PROBLEM DESCRIPTION: Print the entries exactly; skip the pictures.
-- Opening Marker --
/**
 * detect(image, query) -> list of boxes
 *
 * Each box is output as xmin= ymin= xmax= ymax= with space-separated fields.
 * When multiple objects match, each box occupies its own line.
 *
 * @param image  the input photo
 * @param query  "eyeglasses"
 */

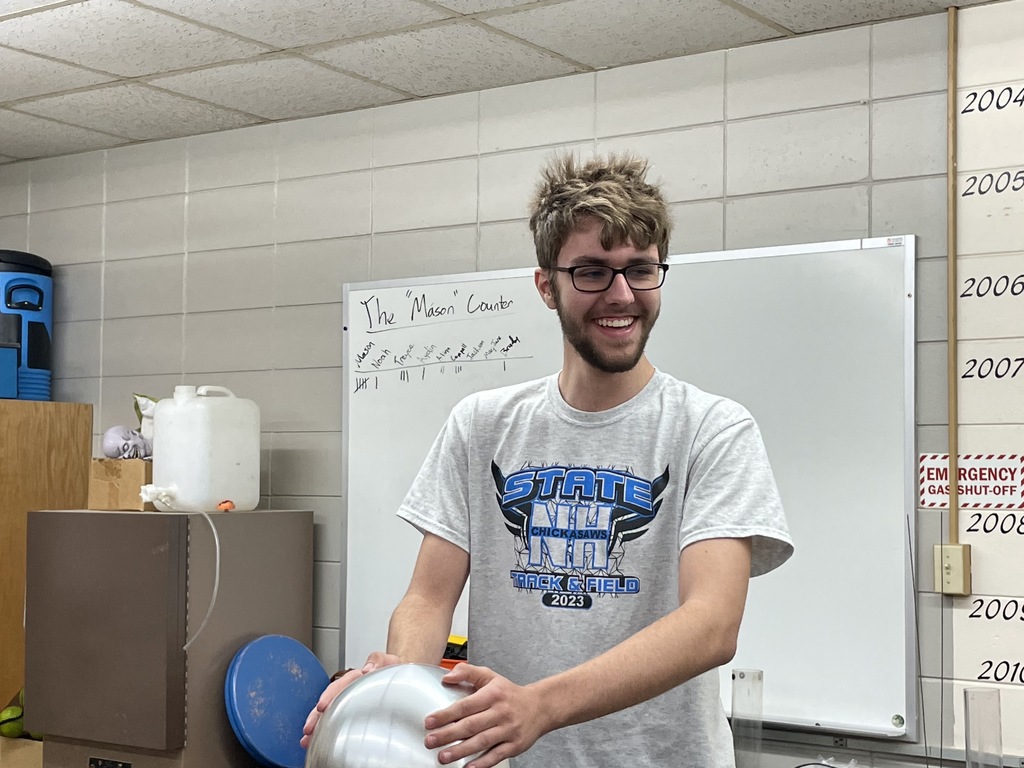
xmin=552 ymin=263 xmax=669 ymax=293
-- Closing Marker --
RESULT:
/**
 * detect(image, query) -> list of boxes
 *
 * Each box is output as xmin= ymin= xmax= ymax= with space-separated fields.
 * When multiple objects match, each box occupies its own line.
 *
 * @param image  the input photo
 * @param query  "eyeglasses"
 */

xmin=552 ymin=263 xmax=669 ymax=293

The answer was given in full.